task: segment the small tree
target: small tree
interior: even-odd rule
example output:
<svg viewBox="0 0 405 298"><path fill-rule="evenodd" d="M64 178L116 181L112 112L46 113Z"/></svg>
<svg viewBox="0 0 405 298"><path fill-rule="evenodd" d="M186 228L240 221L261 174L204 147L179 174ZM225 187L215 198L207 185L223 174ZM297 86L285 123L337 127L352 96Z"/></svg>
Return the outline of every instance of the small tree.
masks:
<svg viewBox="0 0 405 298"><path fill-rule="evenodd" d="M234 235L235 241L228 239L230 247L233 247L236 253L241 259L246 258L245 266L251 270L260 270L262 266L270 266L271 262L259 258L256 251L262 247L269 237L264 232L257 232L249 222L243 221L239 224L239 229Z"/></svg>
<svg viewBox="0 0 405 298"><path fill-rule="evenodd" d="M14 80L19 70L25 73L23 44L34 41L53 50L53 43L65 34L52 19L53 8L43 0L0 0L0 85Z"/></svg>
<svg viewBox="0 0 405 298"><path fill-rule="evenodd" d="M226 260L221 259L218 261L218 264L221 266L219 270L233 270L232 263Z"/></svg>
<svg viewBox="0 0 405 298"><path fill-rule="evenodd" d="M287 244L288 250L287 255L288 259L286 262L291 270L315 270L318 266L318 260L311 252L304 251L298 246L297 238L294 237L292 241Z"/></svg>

▶ **DO THIS**
Rewrite the rows from the first line through the line containing "235L235 241L228 239L230", changing "small tree" to "young tree" and leaving everything else unchanged.

▶ **SOLUTION FOR THIS TASK**
task: segment the young tree
target: young tree
interior: even-odd rule
example output:
<svg viewBox="0 0 405 298"><path fill-rule="evenodd" d="M64 178L116 181L112 112L46 113Z"/></svg>
<svg viewBox="0 0 405 298"><path fill-rule="evenodd" d="M186 228L240 221L261 174L204 147L179 174ZM225 187L215 198L207 185L223 174ZM297 86L285 123L337 127L352 96Z"/></svg>
Return the outline of every instance of the young tree.
masks:
<svg viewBox="0 0 405 298"><path fill-rule="evenodd" d="M234 235L235 241L228 239L230 247L233 247L236 253L241 259L246 258L245 266L251 270L260 270L262 266L270 266L271 262L259 258L256 251L262 247L269 237L264 232L257 232L249 222L243 221L239 224L239 229Z"/></svg>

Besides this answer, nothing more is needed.